Problem statement =>
From the text below about building a violin plot of expression data, output the passage starting with "Bringing it all" and going on through "actual travel plan.", copied word for word.

Bringing it all together

In the previous section, I already wrote syntactically correct code, ironing out smaller issues such as conversion to data.frame and variable matching. I haven’t run the code, but I’m quite confident it should work with my se object, as long as the infection status is encoded as infection in the colData. A conceptual solution without these details would already earn students a very decent grade. The effort to produce the actual figure and earn full marks is relatively minor, once the path to the answer is mapped out. Referring back to the travelling by bus illustration above, this conceptual solution is similar to having the bus names, their respective stop, and possibly even times mapped out. All that is left is to execute the actual travel plan.

pivot_longer(as.data.frame(assay(se)),
             names_to = "sample",
             values_to = "expression",
             everything()) %>%
    full_join(rownames_to_column(as.data.frame(colData(se)),
                                 var = "sample")) %>%
    ggplot(aes(x = sample, y = expression, fill = infection)) +
    geom_violin()

Records provided =>
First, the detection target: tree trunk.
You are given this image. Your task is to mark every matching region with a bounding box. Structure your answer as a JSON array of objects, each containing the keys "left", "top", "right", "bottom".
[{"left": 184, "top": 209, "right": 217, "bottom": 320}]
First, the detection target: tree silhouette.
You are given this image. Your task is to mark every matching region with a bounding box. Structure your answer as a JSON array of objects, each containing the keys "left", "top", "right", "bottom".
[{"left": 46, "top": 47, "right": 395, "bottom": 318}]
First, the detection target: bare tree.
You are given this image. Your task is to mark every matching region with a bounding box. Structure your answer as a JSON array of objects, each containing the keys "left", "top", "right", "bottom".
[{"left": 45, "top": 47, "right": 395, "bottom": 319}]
* * *
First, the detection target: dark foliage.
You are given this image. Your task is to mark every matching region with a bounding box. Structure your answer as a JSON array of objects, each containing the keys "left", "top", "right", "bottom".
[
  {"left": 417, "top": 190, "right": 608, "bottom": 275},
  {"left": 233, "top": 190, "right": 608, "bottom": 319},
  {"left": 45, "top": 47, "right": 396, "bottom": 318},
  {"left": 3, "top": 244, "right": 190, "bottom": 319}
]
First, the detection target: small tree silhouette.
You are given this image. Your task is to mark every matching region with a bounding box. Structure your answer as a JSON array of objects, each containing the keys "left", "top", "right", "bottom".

Answer box =>
Bringing it all together

In the previous section, I already wrote syntactically correct code, ironing out smaller issues such as conversion to data.frame and variable matching. I haven’t run the code, but I’m quite confident it should work with my se object, as long as the infection status is encoded as infection in the colData. A conceptual solution without these details would already earn students a very decent grade. The effort to produce the actual figure and earn full marks is relatively minor, once the path to the answer is mapped out. Referring back to the travelling by bus illustration above, this conceptual solution is similar to having the bus names, their respective stop, and possibly even times mapped out. All that is left is to execute the actual travel plan.